▸ CONSIGNE 1:
Renvoie chaque ligne des enregistrements qui contient le mot « table », en tenant compte des majuscules et minuscules.
▸ CONSIGNE 2:
Prolonge le texte sur l'ancienne gare de Lunel en reprenant juste après sa dernière phrase.

▸ PAGE:
:::::
Attenante au Pôle d’Échange Multimodal inauguré en 2020, l’ancienne gare en pierre de Lunel, avec son double escalier majestueux, a retrouvé une belle visibilité. « Fermé depuis 2014, le bâtiment était caché derrière un rideau d’arbres et avait été oublié dans la mémoire collective, raconte Mathilde Tournyol du Clos, architecte en charge de la permanence du lieu. Après avoir servi de logement de chef de gare, de centre de formation et d’appartements de cheminots, l’ancienne gare a ré-émergé dans le conscient des habitant(e)s et connaît aujourd’hui une quatrième vie ! »

La Preuve par 7
Ouvrage d’art et de soutènement aux voies de chemin de fer encore en activité, l’ancienne gare, datant du XIXe siècle, ne peut être ni vendue ni cédée. À l’instar de 6 000 bâtiments désaffectés en France, elle est la propriété de SNCF Voyageurs (le groupe détenant cinq SA).
Dès lors, s’est posée la question : que faire d’un bâtiment public qui coûte de l’argent mais fait partie de l’héritage immatériel ? Comment le remettre en état, le rouvrir aux habitants et lui trouver de nouveaux usages ?
« Mon métier, c’est de remettre de la vie dans des friches industrielles, là où elle a disparu », exprime Gilles Thomas, responsable des sites stratégiques à la Direction immobilière territoriale Grand Sud de SNCF Immobilier. Sa rencontre avec La Preuve par 7*, qui a déjà à son actif plusieurs expérimentations de ce type, lui ouvre alors de nouvelles voies.
Le projet de permanence architectural devient central et fin 2019, la SNCF met à disposition une convention d’occupation précaire pour un petit local vacant dans le bâtiment voyageur de la gare actuelle où s’installe l’architecte Jacques Garnier. Cette pré-permanence permet de tisser les premiers liens, puis en 2021, le projet se met en place sur le long cours avec l’installation de Mathilde Tournyol du Clos, cette fois dans l’un des appartements de l’ancienne gare. « Le soutien du ministère de la Culture, de la Cohésion territoriale et la Fondation de France a donné de la crédibilité à ce projet dont sont parties prenantes SNCF Immobilier, la Ville, la Communauté Communes du Pays de Lunel et la Banque des Territoires, précise l’architecte. J’ai pu alors constituer une équipe de cinq personnes (dont deux étudiants en architecture) et, après quelques travaux d’embellissement, nous avons occupé l’un des quatre appartements (70 m2). »
:::::
[Extraits d'enregistrements tirés d'une collection]
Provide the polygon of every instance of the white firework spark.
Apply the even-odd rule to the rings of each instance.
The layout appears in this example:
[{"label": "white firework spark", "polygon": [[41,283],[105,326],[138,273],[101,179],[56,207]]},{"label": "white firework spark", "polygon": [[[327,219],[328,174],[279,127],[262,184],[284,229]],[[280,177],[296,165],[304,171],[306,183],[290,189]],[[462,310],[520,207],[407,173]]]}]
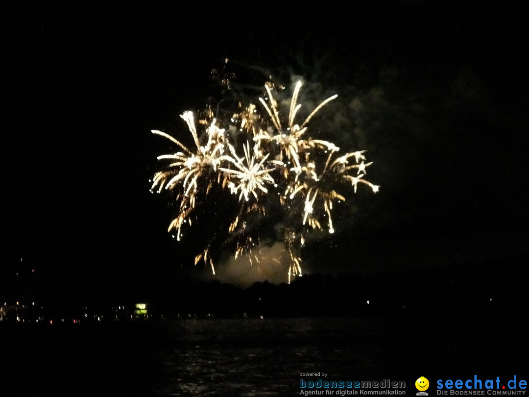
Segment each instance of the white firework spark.
[{"label": "white firework spark", "polygon": [[[264,85],[267,99],[259,98],[268,118],[261,115],[251,103],[228,120],[214,118],[209,110],[198,123],[200,129],[197,130],[193,114],[185,112],[181,118],[191,133],[195,146],[193,150],[165,132],[152,130],[153,133],[169,139],[181,149],[158,157],[158,160],[168,161],[168,164],[154,175],[151,187],[151,190],[156,188],[158,193],[164,190],[176,192],[178,210],[169,230],[176,230],[178,239],[184,224],[192,224],[196,206],[207,200],[215,187],[218,188],[216,191],[238,196],[236,213],[225,215],[233,218],[225,234],[229,240],[230,236],[238,237],[236,256],[246,251],[249,257],[259,237],[251,234],[254,231],[248,224],[255,222],[256,219],[266,219],[270,212],[268,207],[275,205],[275,212],[281,212],[285,218],[293,220],[293,224],[284,227],[281,238],[290,257],[288,272],[290,282],[291,277],[301,275],[301,258],[296,253],[294,242],[299,241],[303,246],[305,234],[311,229],[334,231],[333,203],[345,200],[336,189],[350,183],[355,193],[361,183],[369,186],[373,192],[379,191],[378,185],[364,179],[366,168],[372,164],[365,162],[366,150],[336,157],[340,148],[335,145],[312,139],[308,134],[310,120],[336,95],[320,103],[303,122],[296,122],[302,106],[297,103],[302,86],[300,82],[296,84],[288,115],[285,117],[273,97],[274,86],[270,83]],[[245,133],[245,143],[238,143],[240,141],[226,131]],[[240,156],[238,154],[241,151],[242,155]],[[353,158],[353,163],[350,164]],[[220,233],[215,236],[217,234]],[[195,264],[203,259],[209,262],[214,273],[209,252],[213,240],[205,243],[195,261]]]}]

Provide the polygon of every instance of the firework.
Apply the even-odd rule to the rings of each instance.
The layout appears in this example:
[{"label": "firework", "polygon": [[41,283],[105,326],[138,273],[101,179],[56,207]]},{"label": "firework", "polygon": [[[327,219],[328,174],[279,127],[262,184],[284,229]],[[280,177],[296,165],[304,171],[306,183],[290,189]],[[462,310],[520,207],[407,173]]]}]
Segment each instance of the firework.
[{"label": "firework", "polygon": [[[334,232],[333,203],[345,200],[336,190],[349,184],[355,193],[362,184],[378,191],[378,185],[364,179],[372,164],[366,163],[366,150],[338,156],[340,148],[333,143],[313,139],[308,133],[311,119],[336,95],[297,122],[302,85],[296,84],[285,115],[270,83],[264,85],[264,97],[259,98],[260,108],[253,103],[240,106],[227,120],[208,109],[197,123],[191,112],[185,112],[181,116],[191,133],[192,149],[170,135],[152,131],[178,150],[158,157],[164,165],[154,175],[151,188],[173,194],[177,211],[168,230],[175,230],[178,240],[184,229],[191,227],[199,216],[200,206],[211,202],[208,208],[214,207],[218,195],[229,195],[236,204],[234,211],[223,214],[225,230],[212,231],[204,241],[195,265],[203,260],[215,273],[210,252],[213,246],[232,246],[236,257],[245,252],[251,260],[252,250],[259,249],[260,233],[264,229],[269,238],[273,229],[273,239],[282,241],[289,254],[290,282],[291,277],[301,275],[299,252],[307,233]],[[280,227],[271,228],[272,219],[278,220]]]}]

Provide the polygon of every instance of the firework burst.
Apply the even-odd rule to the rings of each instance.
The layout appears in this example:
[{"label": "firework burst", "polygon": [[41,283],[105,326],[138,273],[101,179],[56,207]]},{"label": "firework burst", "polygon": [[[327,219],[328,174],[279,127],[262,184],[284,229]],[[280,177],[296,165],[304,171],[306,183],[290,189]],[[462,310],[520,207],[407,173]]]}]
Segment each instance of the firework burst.
[{"label": "firework burst", "polygon": [[[296,84],[284,115],[270,83],[264,85],[264,97],[259,98],[262,113],[249,103],[240,105],[228,120],[216,118],[208,110],[196,123],[191,112],[185,112],[181,116],[191,133],[193,150],[170,135],[152,131],[178,150],[158,157],[164,165],[154,175],[151,188],[174,194],[177,210],[168,230],[176,231],[178,240],[198,217],[198,207],[208,201],[215,206],[219,192],[229,195],[236,204],[234,211],[223,213],[225,230],[212,231],[195,264],[203,260],[214,273],[210,252],[213,246],[232,246],[236,257],[245,252],[251,261],[252,250],[259,249],[263,229],[269,238],[271,229],[276,233],[273,239],[282,241],[289,252],[290,282],[291,277],[301,274],[299,248],[307,233],[334,232],[333,203],[345,200],[337,190],[350,185],[355,193],[361,184],[378,191],[378,185],[364,179],[366,168],[372,164],[365,161],[366,150],[338,156],[340,148],[333,143],[308,134],[311,119],[336,95],[322,102],[302,122],[296,122],[302,85],[300,82]],[[271,228],[272,219],[280,220]]]}]

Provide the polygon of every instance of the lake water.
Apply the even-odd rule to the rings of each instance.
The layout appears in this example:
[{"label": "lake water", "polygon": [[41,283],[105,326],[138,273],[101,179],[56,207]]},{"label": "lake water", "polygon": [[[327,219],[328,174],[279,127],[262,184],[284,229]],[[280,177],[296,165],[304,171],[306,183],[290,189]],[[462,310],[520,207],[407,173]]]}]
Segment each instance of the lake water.
[{"label": "lake water", "polygon": [[319,372],[329,380],[404,381],[414,395],[420,376],[527,379],[526,332],[489,320],[11,324],[0,327],[0,395],[294,396],[300,373]]}]

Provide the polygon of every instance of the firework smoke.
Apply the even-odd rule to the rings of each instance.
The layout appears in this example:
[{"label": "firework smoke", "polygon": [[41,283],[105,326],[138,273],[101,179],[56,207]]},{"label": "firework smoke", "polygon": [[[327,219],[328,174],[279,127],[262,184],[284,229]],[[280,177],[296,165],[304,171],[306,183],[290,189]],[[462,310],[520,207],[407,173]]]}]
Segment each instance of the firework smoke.
[{"label": "firework smoke", "polygon": [[[252,258],[258,261],[252,250],[259,250],[263,241],[269,245],[279,240],[289,256],[290,282],[301,275],[299,252],[307,234],[334,232],[333,203],[345,200],[336,189],[350,184],[356,192],[360,184],[378,191],[378,186],[364,178],[372,164],[366,162],[366,150],[338,156],[340,149],[334,143],[309,134],[311,119],[336,95],[322,102],[302,122],[297,121],[302,85],[296,84],[286,112],[273,95],[280,87],[271,83],[264,85],[258,105],[239,104],[231,117],[220,118],[208,109],[196,122],[191,112],[185,112],[181,117],[192,136],[192,149],[152,130],[178,150],[158,157],[164,165],[154,175],[151,190],[173,195],[177,210],[168,230],[175,230],[179,241],[197,218],[218,216],[218,197],[229,195],[231,205],[220,209],[221,230],[212,228],[215,230],[203,241],[195,265],[204,260],[214,274],[210,251],[213,247],[226,246],[234,251],[235,258],[245,254],[251,263]],[[282,220],[272,223],[272,219]]]}]

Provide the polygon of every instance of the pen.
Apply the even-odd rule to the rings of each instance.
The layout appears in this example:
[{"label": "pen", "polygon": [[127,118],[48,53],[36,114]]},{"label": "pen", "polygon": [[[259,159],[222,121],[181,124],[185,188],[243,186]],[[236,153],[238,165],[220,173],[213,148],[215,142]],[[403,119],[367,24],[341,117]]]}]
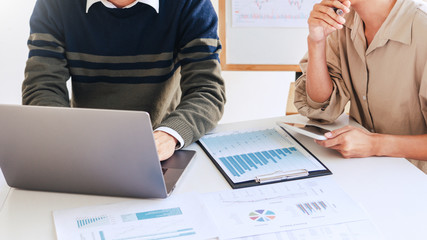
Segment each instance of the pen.
[{"label": "pen", "polygon": [[339,8],[332,8],[333,10],[334,10],[334,12],[336,13],[336,14],[338,14],[339,16],[342,16],[342,15],[344,15],[344,11],[342,10],[342,9],[339,9]]}]

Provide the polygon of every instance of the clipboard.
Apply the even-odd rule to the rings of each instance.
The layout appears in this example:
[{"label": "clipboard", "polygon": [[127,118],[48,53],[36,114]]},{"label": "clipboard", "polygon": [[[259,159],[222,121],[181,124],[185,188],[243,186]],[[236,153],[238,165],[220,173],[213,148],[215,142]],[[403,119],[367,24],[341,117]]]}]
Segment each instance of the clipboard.
[{"label": "clipboard", "polygon": [[[197,143],[233,189],[332,174],[313,153],[281,127],[208,134]],[[260,143],[264,146],[257,148]],[[293,162],[295,167],[288,167],[288,162]],[[240,179],[252,170],[254,172]]]}]

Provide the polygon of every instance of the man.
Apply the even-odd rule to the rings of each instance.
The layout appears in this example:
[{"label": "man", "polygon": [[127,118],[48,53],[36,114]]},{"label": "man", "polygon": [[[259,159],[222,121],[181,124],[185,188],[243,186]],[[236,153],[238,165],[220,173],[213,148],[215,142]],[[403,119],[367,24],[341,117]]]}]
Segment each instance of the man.
[{"label": "man", "polygon": [[[369,130],[348,126],[317,143],[344,157],[427,160],[427,4],[324,0],[308,24],[296,107],[332,122],[350,101],[351,117]],[[413,163],[427,172],[426,161]]]},{"label": "man", "polygon": [[222,116],[209,0],[38,0],[30,27],[23,104],[147,111],[161,160]]}]

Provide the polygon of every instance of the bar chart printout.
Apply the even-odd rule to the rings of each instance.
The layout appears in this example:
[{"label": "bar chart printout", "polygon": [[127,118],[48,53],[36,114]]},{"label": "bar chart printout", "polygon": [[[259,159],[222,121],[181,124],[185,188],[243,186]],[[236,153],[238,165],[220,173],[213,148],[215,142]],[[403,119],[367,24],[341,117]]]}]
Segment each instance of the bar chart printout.
[{"label": "bar chart printout", "polygon": [[[219,239],[382,239],[363,208],[331,176],[206,193],[202,200]],[[318,236],[300,238],[304,229],[304,235]],[[329,232],[319,233],[322,229]],[[280,232],[285,237],[273,234]]]},{"label": "bar chart printout", "polygon": [[200,142],[234,183],[253,181],[278,171],[326,170],[280,129],[212,134]]},{"label": "bar chart printout", "polygon": [[184,194],[162,200],[59,210],[53,215],[58,240],[187,240],[217,235],[213,222],[204,213],[197,196]]}]

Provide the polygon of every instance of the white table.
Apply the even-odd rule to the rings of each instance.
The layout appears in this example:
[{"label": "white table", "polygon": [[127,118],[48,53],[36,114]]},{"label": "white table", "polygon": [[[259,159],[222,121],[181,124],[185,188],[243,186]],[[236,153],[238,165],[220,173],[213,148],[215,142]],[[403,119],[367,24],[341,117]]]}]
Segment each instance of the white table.
[{"label": "white table", "polygon": [[[301,120],[301,116],[287,119]],[[231,123],[216,131],[274,127],[281,118]],[[338,125],[348,123],[344,116]],[[402,158],[344,159],[312,139],[294,136],[332,172],[335,181],[368,213],[386,240],[427,239],[427,176]],[[197,144],[173,194],[231,189]],[[1,200],[1,199],[0,199]],[[56,239],[52,211],[123,201],[123,198],[10,189],[0,212],[0,239]]]}]

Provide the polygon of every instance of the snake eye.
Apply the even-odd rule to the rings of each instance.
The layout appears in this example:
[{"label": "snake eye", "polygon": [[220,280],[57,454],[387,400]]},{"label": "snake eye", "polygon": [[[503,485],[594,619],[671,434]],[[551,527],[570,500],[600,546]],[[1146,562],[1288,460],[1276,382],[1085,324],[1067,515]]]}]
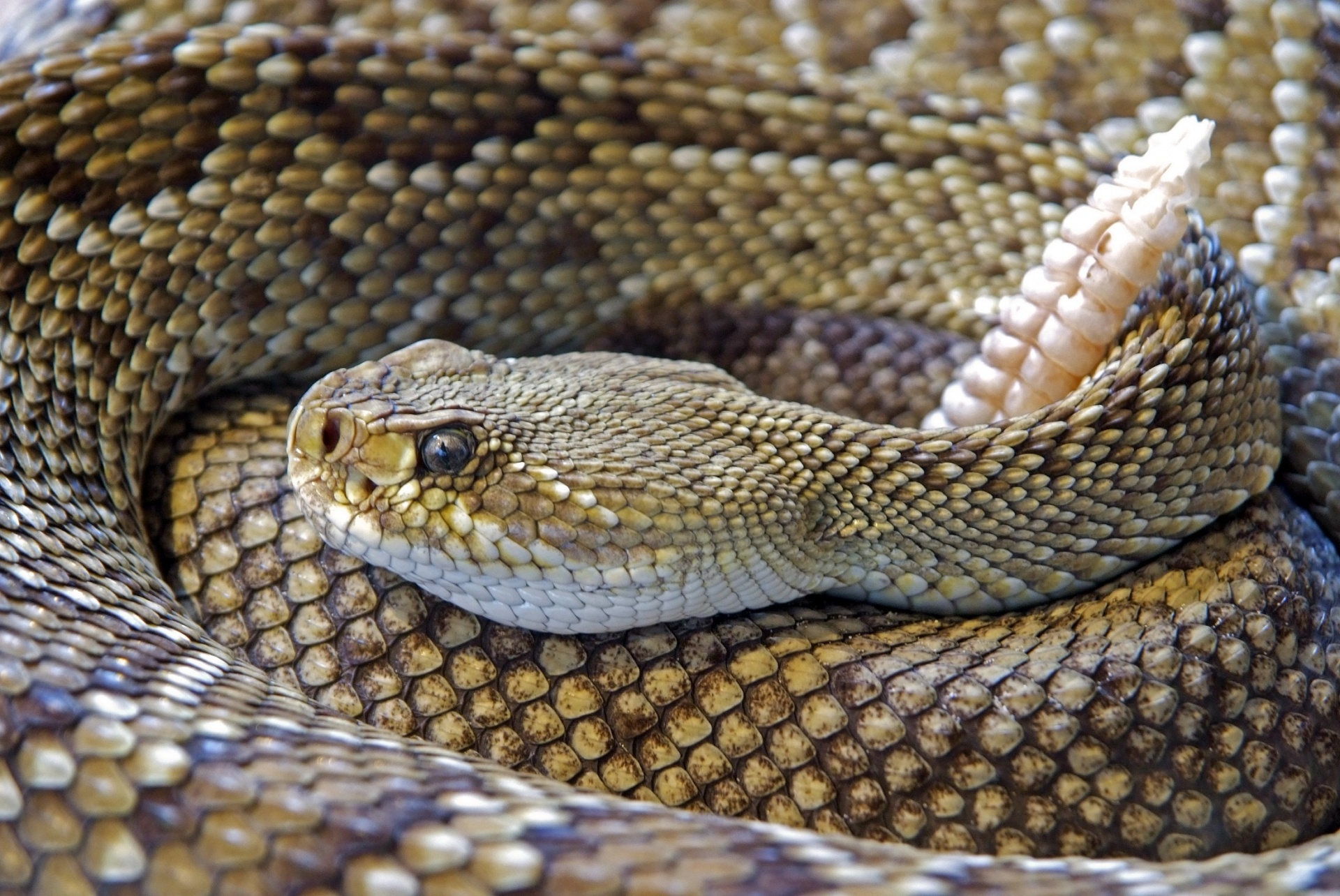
:::::
▸ RÉPONSE ÉCRITE 1:
Provide the polygon of every instance of the white table.
[{"label": "white table", "polygon": [[127,118],[48,53],[36,114]]},{"label": "white table", "polygon": [[[259,159],[222,121],[181,124],[185,188],[243,186]],[[236,153],[238,165],[220,173],[213,148],[215,142]],[[403,119],[367,24],[341,117]]]}]
Segment each instance of the white table.
[{"label": "white table", "polygon": [[[301,120],[301,116],[287,119]],[[231,123],[216,131],[274,127],[281,118]],[[338,125],[348,123],[344,116]],[[402,158],[344,159],[312,139],[294,136],[332,172],[335,181],[368,213],[386,240],[427,239],[427,176]],[[197,144],[173,194],[231,189]],[[1,200],[1,199],[0,199]],[[56,239],[52,211],[123,201],[123,198],[10,189],[0,212],[0,239]]]}]

▸ RÉPONSE ÉCRITE 2:
Du lien social
Très impliquée dans l’habitat participatif, Mathilde Tournyol du Clos souhaitait faire émerger une programmation et des usages répondant en temps réel aux besoins du territoire. « Pour ce projet, il m’a semblé primordial d’étudier la mémoire passée mais aussi la mémoire vivante du lieu, dit-elle, d’autant que Lunel est une ville très stigmatisée. D’anciens cheminots sont venus nous voir et nous ont raconté leur vécu. Il fallait aussi créer un lieu qui ne soit pas intimidant et dans lequel émane une capacitation, où les gens pourraient se réapproprier leur citoyenneté. En accord avec nos cofinanceurs (le projet est de l’ordre de 90 K€ HT par an), nous avons identifié quatre axes : l’accueil, la mobilité, la création artistique et la formation. »
En 2022, la permanence a rencontré plus de 400 personnes ou associations, engendrant l’organisation gratuite de divers évènements : apéros mensuels autour d’une carte et d’une maquette, expositions, journées bien-être, café associatif et dégustation de soupes avec l’association Au p’tit rendez-vous, ateliers de réparation de vélos sur le parvis, ou encore formations pour les jeunes éloignés de l’emploi. « La seule consigne était la solidarité intergénérationnelle. À chaque projet s’ouvre une page blanche qui fait naître des moments précieux de partage, d’émotion. »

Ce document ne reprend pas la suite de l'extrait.